[Start LISTED RECORDS]
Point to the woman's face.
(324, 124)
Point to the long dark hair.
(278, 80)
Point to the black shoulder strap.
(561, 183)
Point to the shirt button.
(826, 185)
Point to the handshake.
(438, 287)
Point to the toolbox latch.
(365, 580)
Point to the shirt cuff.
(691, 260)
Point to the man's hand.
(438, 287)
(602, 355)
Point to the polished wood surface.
[End LISTED RECORDS]
# PROBLEM DESCRIPTION
Reproduce the part of the entries that opens with the line containing "Point to the long dark hair." and runs through the end of the entries, renaming "shirt" to "jacket" and leaving everything else unchanged.

# TASK ANSWER
Point to the long dark hair.
(278, 80)
Point to the black shoulder strap.
(561, 183)
Point to the jacket button.
(826, 185)
Point to the handshake.
(438, 287)
Point to the toolbox latch.
(365, 580)
Point to the jacket cuff.
(691, 260)
Point to the man's hand.
(438, 287)
(602, 355)
Point to the polished wood surface.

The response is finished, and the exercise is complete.